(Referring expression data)
......

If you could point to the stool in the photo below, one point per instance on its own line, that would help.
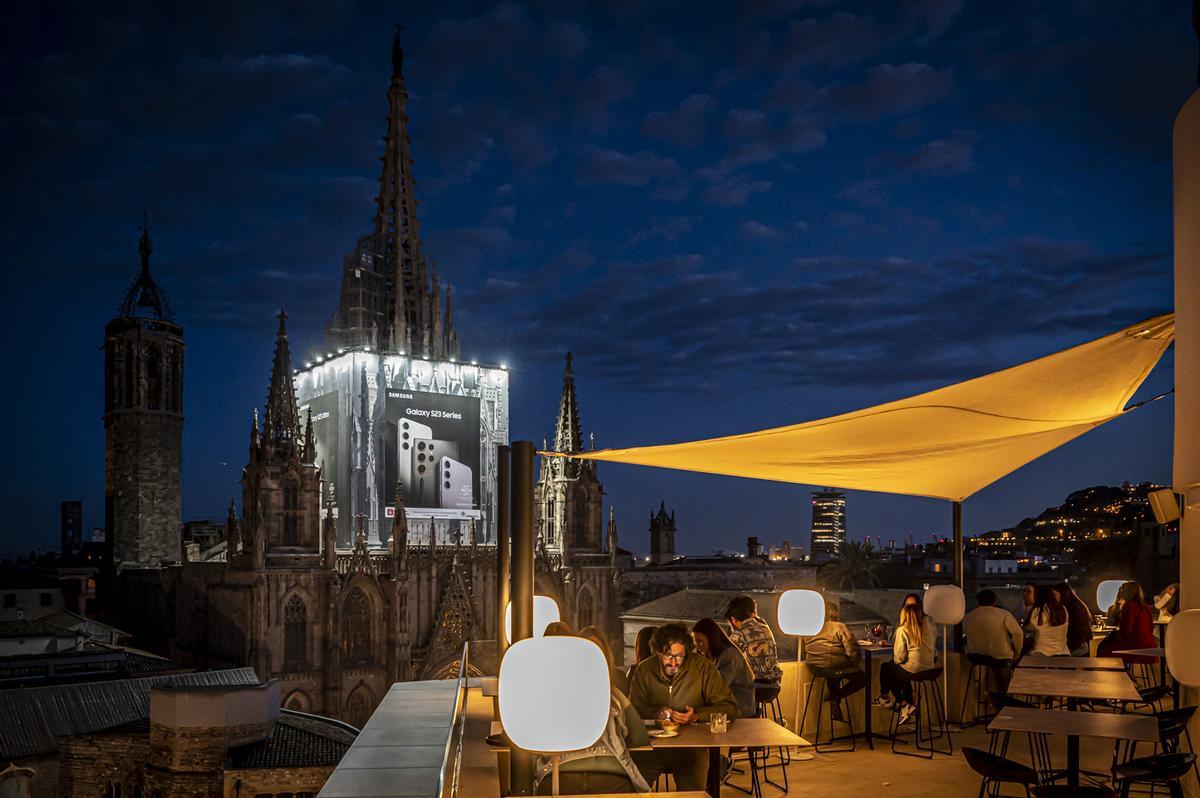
(982, 667)
(930, 714)
(841, 702)
(997, 771)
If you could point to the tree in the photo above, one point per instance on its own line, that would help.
(853, 568)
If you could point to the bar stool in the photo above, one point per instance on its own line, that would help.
(978, 679)
(930, 713)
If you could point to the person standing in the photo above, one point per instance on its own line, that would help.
(757, 642)
(682, 688)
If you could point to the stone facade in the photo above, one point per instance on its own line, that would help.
(576, 550)
(143, 425)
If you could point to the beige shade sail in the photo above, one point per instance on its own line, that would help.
(948, 443)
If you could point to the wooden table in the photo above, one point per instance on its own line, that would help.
(1073, 684)
(1072, 663)
(743, 732)
(869, 651)
(1075, 725)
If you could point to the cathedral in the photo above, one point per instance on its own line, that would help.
(336, 624)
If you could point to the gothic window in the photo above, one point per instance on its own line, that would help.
(154, 379)
(291, 513)
(295, 635)
(583, 609)
(358, 615)
(360, 709)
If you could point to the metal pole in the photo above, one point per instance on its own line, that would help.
(503, 523)
(521, 773)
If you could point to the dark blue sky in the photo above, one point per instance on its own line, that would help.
(735, 215)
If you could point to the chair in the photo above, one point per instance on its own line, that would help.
(930, 714)
(997, 771)
(978, 677)
(843, 701)
(1157, 769)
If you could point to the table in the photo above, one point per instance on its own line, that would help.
(744, 732)
(1072, 663)
(1075, 725)
(1073, 684)
(869, 649)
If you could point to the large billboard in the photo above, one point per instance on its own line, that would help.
(379, 419)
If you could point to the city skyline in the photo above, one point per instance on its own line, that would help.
(875, 148)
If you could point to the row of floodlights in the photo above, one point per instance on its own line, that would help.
(555, 691)
(330, 355)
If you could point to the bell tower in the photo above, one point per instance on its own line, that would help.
(143, 425)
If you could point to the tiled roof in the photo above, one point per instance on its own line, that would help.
(36, 717)
(298, 741)
(33, 628)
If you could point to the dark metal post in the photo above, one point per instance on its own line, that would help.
(521, 773)
(503, 523)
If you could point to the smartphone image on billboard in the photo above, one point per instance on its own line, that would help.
(408, 432)
(455, 486)
(425, 469)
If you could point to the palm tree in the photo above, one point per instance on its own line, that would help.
(853, 568)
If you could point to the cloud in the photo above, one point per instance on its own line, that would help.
(889, 90)
(684, 126)
(600, 166)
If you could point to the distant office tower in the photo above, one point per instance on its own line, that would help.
(828, 525)
(143, 424)
(72, 527)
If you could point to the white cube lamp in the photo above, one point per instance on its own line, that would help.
(1107, 593)
(946, 605)
(545, 612)
(802, 615)
(553, 695)
(1181, 652)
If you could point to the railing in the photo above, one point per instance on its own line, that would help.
(451, 765)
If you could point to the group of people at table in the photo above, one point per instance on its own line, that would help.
(685, 676)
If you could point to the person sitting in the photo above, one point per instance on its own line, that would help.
(994, 637)
(912, 652)
(833, 654)
(730, 661)
(642, 649)
(1168, 603)
(1049, 623)
(606, 766)
(676, 685)
(757, 642)
(1135, 628)
(1079, 622)
(616, 676)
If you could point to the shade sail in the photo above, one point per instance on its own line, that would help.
(948, 443)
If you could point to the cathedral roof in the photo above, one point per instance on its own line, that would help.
(297, 741)
(144, 298)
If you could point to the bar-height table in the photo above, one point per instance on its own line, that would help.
(1072, 663)
(1073, 685)
(1074, 725)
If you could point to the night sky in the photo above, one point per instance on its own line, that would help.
(735, 216)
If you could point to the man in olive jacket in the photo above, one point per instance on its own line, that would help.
(687, 688)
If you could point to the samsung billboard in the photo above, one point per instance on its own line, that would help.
(379, 419)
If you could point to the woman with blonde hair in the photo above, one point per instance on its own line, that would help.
(912, 652)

......

- **WHAT IS REQUIRED**
In your copy, exclude the pictures and repeat each entry above exactly.

- **SOLVED PROBLEM**
If you could point to the stool in the photo below, one point per instance on its own line, that would help.
(982, 667)
(930, 714)
(841, 702)
(997, 771)
If you could point to the tree in the photo above, one point per instance on its own line, that would help.
(853, 568)
If you could point to the bar stool in the photo above, one point per instance on its own line, that would help.
(978, 679)
(930, 713)
If you could point to the person standing in the photo above, one point per instance on its own line, that would help.
(757, 642)
(682, 688)
If you could point to the stone facade in the photo above, one point per instance on its own line, that would help.
(576, 550)
(143, 425)
If you could point to the beige shade sail in the photo above, one point per instance on its own line, that would help.
(948, 443)
If you could point to the wooden table in the photo above, one point per instance on its own line, that would help.
(1073, 684)
(1072, 663)
(743, 732)
(869, 651)
(1075, 725)
If you could point to the cathedral in the photo above, one point per instance on its own line, that would help.
(336, 624)
If you could point to the gothic window in the photo above, one point per instance on its own line, that would help.
(154, 379)
(291, 513)
(295, 635)
(583, 609)
(358, 615)
(360, 709)
If you could point to the metal pole in the photo above, one point per instance on its own line, that would help.
(503, 523)
(521, 773)
If you could point to the dark blue sky in the photo above, one point per instance on its own line, that would help.
(735, 215)
If you could point to the chair in the photo above, one point per instance on its own line, that would help.
(930, 714)
(997, 771)
(978, 677)
(843, 701)
(1157, 769)
If you could point to the table in the photo above, one point per instance on its own line, that would help.
(744, 732)
(1072, 663)
(1075, 725)
(1073, 684)
(869, 649)
If you could point to the large billboard in the photo above, one point per instance on its own line, that would help.
(379, 419)
If you could point to the city skyline in the photo above, one point per instance on its own line, that would help.
(875, 148)
If you could point to the row of floodlights in the photo above, one point per instance on its own line, that would help.
(555, 691)
(330, 355)
If you could point to the bell tower in the photo above, one point per instance on its own line, that would help.
(143, 425)
If you could point to the tiled roof in the photo above, one point per instance on its own line, that would help.
(36, 717)
(298, 741)
(33, 628)
If you could point to the dark metal post in the photo above, one point per instance on its own line, that would help.
(521, 773)
(503, 523)
If you could point to the smartphone image on billboard in the photo above, one point per instance on its own line, that would help.
(408, 432)
(455, 486)
(425, 469)
If you could point to the palm tree in the photo above, one point per instance on its own line, that would help.
(853, 568)
If you could point to the cloud in the photo above, one point per instance on its own line, that would help.
(889, 90)
(684, 126)
(600, 166)
If you could point to the distant office tower in the photo above, one point per instance on its own line, that would help.
(828, 525)
(143, 424)
(72, 527)
If you could point to the white cube lamp in the photo above, one point per instance on its own line, that would help.
(1107, 593)
(946, 605)
(545, 612)
(802, 615)
(553, 695)
(1181, 652)
If you could point to the railing in the photo above, one point per instance on its own line, that would help.
(451, 765)
If you could point to the group of people at table in the photo above, one point per instance on its own line, that would help.
(685, 676)
If you could point to the person sitting in the photo above, one point per instance on its own line, that would help.
(994, 637)
(912, 652)
(833, 654)
(730, 661)
(642, 649)
(1168, 603)
(1049, 623)
(606, 766)
(676, 685)
(757, 642)
(1135, 628)
(1079, 622)
(616, 676)
If you could point to the shade sail in the photo above, one point per instance on its own line, that would help.
(948, 443)
If you could point to the cathedral roof in the photo above, one point per instance on its own line, that would help.
(297, 741)
(144, 298)
If you could point to the bar-height table in the photo above, one point per instance on its own line, that would help.
(1072, 663)
(1073, 685)
(1074, 725)
If you could point to the night sky in the photo above, one point per instance on its own line, that would help.
(735, 216)
If you could point to the man in olive jacket in the photo above, one point per instance on its own line, that would help.
(687, 688)
If you could point to the samsung billboard in the photo above, one point per instance on its own line, that would help.
(379, 419)
If you could point to the woman with blonde hair in the photo above, one point per instance on its own line, that would help.
(912, 652)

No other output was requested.